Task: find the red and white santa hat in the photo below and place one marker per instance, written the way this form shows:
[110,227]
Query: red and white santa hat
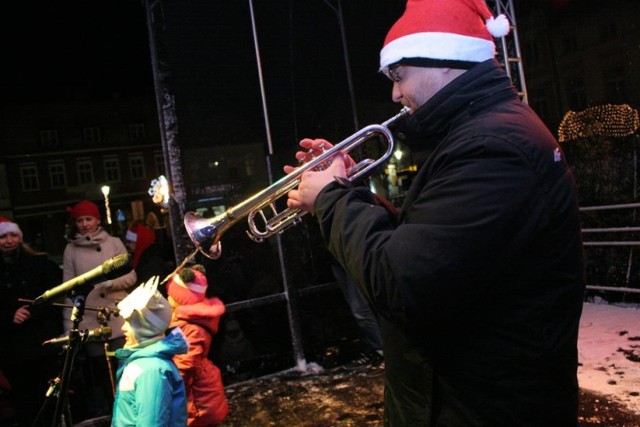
[8,226]
[443,33]
[189,286]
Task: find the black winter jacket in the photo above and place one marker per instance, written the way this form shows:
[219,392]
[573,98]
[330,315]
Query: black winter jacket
[480,279]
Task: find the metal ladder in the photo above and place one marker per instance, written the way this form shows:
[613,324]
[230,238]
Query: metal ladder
[509,53]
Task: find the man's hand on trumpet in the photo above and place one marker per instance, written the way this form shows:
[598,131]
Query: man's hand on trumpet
[312,182]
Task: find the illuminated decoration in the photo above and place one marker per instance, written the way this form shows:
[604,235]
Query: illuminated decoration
[159,191]
[105,191]
[602,120]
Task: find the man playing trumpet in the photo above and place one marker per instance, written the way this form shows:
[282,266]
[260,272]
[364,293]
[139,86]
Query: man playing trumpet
[479,280]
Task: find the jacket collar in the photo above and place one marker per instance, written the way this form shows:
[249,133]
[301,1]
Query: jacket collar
[482,86]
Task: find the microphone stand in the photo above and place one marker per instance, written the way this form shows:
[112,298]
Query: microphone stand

● ● ● ● ●

- **Set problem**
Reproduce all the entries above word for word, leaving out the pictures.

- **Solution to this exercise**
Task: find the red and white santa hat in the photo below and place one marker per instance, written the way this form shows:
[110,227]
Query: red and white santa hat
[8,226]
[443,33]
[189,286]
Task: find the black winter jacket in the photo above and place one marker per instance, written the way this form shows:
[219,392]
[573,98]
[330,315]
Query: black winter jacket
[480,279]
Task: find the metal ladder in the photo above and place one marker per instance, written the way this form shows:
[613,324]
[230,238]
Query: metal ladder
[509,53]
Task: find the man's hand on trumpet in the photo above and place one marker per instance, written the way this form shows:
[598,131]
Query: man's hand on trumpet
[312,182]
Task: find the illuminated decoration in the photo above and place one marker per instance, written the way this form shows:
[604,235]
Query: illuminated decoration
[159,191]
[105,191]
[602,120]
Task: find the man playing trumpet in the photo above and place one marker per instance, written the way this form shows:
[282,266]
[260,272]
[364,293]
[139,86]
Query: man playing trumpet
[479,280]
Task: find the jacket collar in the photo above and place one marker per instance, written the way this form shows:
[249,133]
[301,1]
Query: jacket collar
[482,86]
Task: find the microphone stand in the photo above and place one marker per instance, written the way this form shows:
[112,298]
Query: microphone stand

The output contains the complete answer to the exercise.